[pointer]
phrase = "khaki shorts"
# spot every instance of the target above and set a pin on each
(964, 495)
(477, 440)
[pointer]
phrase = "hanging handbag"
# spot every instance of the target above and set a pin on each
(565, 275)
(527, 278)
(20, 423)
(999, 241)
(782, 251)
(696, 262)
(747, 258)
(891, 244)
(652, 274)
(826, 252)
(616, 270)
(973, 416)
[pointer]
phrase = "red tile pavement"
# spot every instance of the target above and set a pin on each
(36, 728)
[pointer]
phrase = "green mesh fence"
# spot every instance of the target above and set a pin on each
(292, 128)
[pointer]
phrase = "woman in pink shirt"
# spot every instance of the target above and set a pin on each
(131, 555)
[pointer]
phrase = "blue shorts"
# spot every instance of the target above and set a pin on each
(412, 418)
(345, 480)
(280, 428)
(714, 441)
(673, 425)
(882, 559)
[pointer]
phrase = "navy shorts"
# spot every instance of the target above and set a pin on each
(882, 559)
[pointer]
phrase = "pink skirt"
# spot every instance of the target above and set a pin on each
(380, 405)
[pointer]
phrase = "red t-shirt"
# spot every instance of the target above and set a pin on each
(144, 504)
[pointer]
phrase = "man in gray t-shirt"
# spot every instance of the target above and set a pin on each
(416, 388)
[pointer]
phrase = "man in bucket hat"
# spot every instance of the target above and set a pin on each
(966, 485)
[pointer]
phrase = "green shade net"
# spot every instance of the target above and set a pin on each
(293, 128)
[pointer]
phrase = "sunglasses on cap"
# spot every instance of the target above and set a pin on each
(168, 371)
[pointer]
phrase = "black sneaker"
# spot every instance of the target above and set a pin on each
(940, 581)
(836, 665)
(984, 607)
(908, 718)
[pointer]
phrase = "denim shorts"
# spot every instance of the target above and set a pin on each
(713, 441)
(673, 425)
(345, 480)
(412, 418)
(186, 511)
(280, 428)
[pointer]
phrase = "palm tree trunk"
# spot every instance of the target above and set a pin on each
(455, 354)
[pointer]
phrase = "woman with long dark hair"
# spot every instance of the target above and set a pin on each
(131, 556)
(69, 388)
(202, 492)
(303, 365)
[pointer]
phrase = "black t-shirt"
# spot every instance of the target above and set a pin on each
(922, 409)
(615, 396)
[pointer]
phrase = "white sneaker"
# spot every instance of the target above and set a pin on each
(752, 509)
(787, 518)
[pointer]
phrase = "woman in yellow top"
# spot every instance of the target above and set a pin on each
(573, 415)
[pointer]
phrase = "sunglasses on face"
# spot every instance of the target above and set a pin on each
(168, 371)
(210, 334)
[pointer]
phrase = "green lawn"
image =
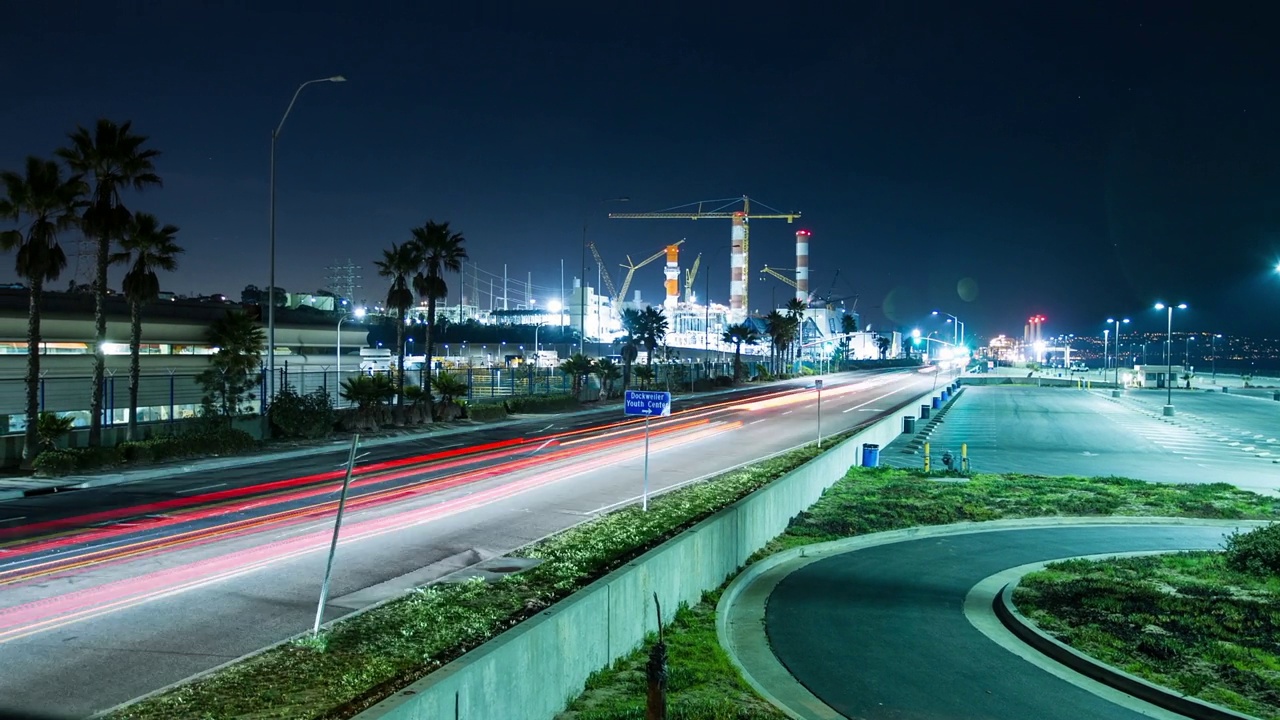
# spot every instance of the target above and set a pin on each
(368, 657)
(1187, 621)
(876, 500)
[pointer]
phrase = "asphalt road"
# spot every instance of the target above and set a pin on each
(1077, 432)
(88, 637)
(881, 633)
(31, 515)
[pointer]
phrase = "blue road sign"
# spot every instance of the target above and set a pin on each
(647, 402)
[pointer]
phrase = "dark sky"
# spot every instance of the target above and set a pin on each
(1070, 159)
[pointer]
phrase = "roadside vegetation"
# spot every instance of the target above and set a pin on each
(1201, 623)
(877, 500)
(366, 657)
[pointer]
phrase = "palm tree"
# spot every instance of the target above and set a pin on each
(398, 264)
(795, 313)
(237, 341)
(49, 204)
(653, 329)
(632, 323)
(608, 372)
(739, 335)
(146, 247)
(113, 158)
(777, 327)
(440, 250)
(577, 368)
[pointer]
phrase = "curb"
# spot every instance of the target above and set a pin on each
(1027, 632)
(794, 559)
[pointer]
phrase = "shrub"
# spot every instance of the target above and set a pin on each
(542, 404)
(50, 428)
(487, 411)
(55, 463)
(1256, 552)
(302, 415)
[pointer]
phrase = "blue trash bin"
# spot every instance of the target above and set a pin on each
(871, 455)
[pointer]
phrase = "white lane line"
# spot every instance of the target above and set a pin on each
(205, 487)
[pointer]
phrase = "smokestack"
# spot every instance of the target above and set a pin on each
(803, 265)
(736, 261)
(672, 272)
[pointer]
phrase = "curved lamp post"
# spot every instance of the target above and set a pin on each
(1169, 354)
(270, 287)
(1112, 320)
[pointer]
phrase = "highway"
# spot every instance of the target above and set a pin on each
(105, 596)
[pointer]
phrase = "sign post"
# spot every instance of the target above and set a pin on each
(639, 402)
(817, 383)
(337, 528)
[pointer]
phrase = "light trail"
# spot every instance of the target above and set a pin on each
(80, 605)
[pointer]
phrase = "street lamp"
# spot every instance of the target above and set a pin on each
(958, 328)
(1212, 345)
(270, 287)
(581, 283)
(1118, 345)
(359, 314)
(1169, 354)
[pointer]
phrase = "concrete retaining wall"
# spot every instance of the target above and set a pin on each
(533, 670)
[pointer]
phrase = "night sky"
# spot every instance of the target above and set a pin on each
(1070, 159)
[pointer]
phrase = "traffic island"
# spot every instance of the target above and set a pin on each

Your task -> Extract all the entries word for word; omit any pictures.

Solution for this task ->
[pointer]
phrase = "khaki shorts"
# spot every instance of the target above and set a pin on each
(964, 495)
(477, 440)
[pointer]
phrase = "hanging handbag"
# spot every instance of the target above and set a pin on each
(565, 275)
(527, 278)
(20, 423)
(999, 241)
(782, 251)
(696, 262)
(747, 258)
(891, 244)
(652, 274)
(826, 252)
(616, 270)
(973, 416)
[pointer]
phrase = "red tile pavement"
# spot every instance of the target above and set a pin on each
(36, 728)
[pointer]
phrase = "green mesh fence"
# spot every instance of the target above and set a pin on each
(292, 128)
[pointer]
phrase = "woman in pink shirt"
# spot every instance of the target above and set a pin on each
(131, 555)
[pointer]
phrase = "blue shorts"
# spot every instance of the target above and set a pin on each
(412, 418)
(345, 480)
(280, 428)
(714, 441)
(673, 425)
(882, 559)
[pointer]
phrase = "navy shorts"
# spot every instance of the target above and set a pin on each
(882, 559)
[pointer]
phrase = "pink skirt"
# spot every instance of the target above and set a pin on each
(380, 405)
[pointer]
phrase = "red t-shirt"
# spot every instance of the target above and set a pin on each
(144, 504)
[pointer]
phrase = "man in gray t-shirt"
# spot every instance of the target above and set a pin on each
(416, 388)
[pointer]
phrase = "man in bucket hat"
# spot every instance of the target above and set a pin on each
(966, 485)
[pointer]
phrase = "green shade net"
# spot every instance of the target above and set a pin on each
(293, 128)
[pointer]
phrase = "sunglasses on cap"
# spot every instance of the target above and set a pin on each
(168, 371)
[pointer]
phrase = "black sneaker"
# spot every instance of the target above and set a pin on each
(940, 581)
(836, 665)
(984, 607)
(908, 718)
[pointer]
phrase = "denim shorts"
# spot every instance of the target above and set a pin on each
(713, 441)
(673, 425)
(345, 480)
(412, 418)
(186, 511)
(280, 428)
[pointer]
phrase = "palm tree trunk"
# spot every instance of the target above and set a pin on each
(455, 354)
[pointer]
phrase = "woman with long dark hair"
# spot every instance of the target above and set a pin on each
(131, 556)
(69, 388)
(202, 492)
(303, 365)
[pointer]
phrase = "black t-shirt"
# spot every instance of the target above and set a pin on each
(922, 409)
(615, 396)
[pointer]
phrase = "white sneaker"
# spot every instance of the target above and set a pin on each
(752, 509)
(787, 518)
[pointer]
phrase = "woman in yellow top"
# spot every instance of the target above and set a pin on each
(573, 415)
[pointer]
phrase = "sunglasses on face"
# spot every instance of the target above and set a pin on each
(168, 371)
(210, 334)
[pointer]
phrase = "green lawn"
image =
# spot every instance of the target above and set a pin on each
(368, 657)
(1187, 621)
(876, 500)
[pointer]
phrase = "asphalt road"
# spot every instance of the target above and set a pin on each
(1077, 432)
(88, 637)
(881, 633)
(31, 515)
[pointer]
phrase = "blue road sign"
# spot every instance of the target above and set a pin on each
(647, 402)
[pointer]
phrase = "dark sky"
# spot every instance of the target above and set a pin on each
(1070, 159)
[pointer]
phrase = "roadside vegetation"
# spot every instance of the target above and set a pin on each
(1201, 623)
(877, 500)
(366, 657)
[pointer]
phrase = "palm tree"
# spot every instance of the target above and set a pin on each
(398, 264)
(795, 313)
(237, 341)
(49, 204)
(653, 329)
(632, 323)
(608, 372)
(739, 335)
(146, 247)
(113, 158)
(777, 327)
(440, 250)
(577, 368)
[pointer]
phrase = "curb"
# spot every instance of the target above and set a pin on each
(1027, 632)
(794, 559)
[pointer]
phrase = "shrub"
# spot every instance of the target above and set a pin on each
(542, 404)
(50, 428)
(487, 411)
(55, 463)
(1256, 552)
(302, 415)
[pointer]
phrase = "blue trash bin"
# spot every instance of the target above and set a pin on each
(871, 455)
[pointer]
phrase = "white lane line"
# spot every instance of the target above and set a pin on each
(205, 487)
[pointer]
phrase = "smokestack"
# spot every instance of the target above and set a pin on each
(803, 265)
(736, 261)
(672, 272)
[pointer]
phrase = "curved lamp post"
# spot every instance of the target above and set a pin on each
(1169, 354)
(270, 287)
(1112, 320)
[pointer]
phrase = "highway"
# spot every instance of the target above and set a pin on each
(105, 596)
[pointer]
phrase = "sign post"
# spot every instance of the target above and set a pin on each
(639, 402)
(817, 383)
(337, 528)
[pointer]
phrase = "light trail"
# spot every instance of the target above and set a pin on each
(80, 605)
[pointer]
phrase = "street lamp"
# spot every instance of the target above and set a pin on each
(958, 328)
(1212, 345)
(270, 287)
(581, 283)
(1118, 345)
(359, 314)
(1169, 354)
[pointer]
phrase = "concrete retaining wall"
# spot every instance of the target above and set a pin on each
(533, 670)
[pointer]
phrase = "night sky"
# spot every instance of the target above and set a pin on each
(1070, 159)
[pointer]
phrase = "traffic island"
# spot every instance of the target above and set a pin on each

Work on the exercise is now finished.